Task to carry out: Return all of the following entries as written, but without the images.

Recorded data:

________________________________________

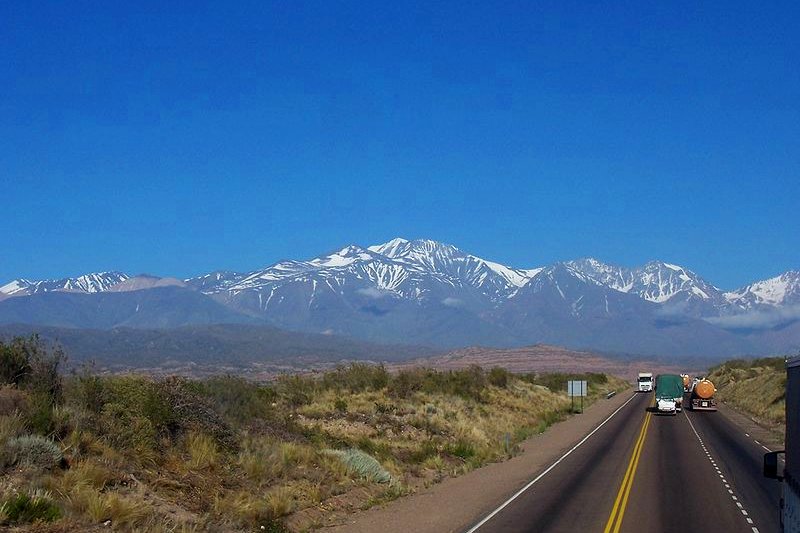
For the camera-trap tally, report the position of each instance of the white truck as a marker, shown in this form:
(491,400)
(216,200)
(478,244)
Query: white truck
(645,382)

________________________________________

Reply to the exercise:
For the camera-trap tally, report the position of each instance of the white truck as a marker, shown in this form:
(491,400)
(216,200)
(478,244)
Query: white truck
(645,382)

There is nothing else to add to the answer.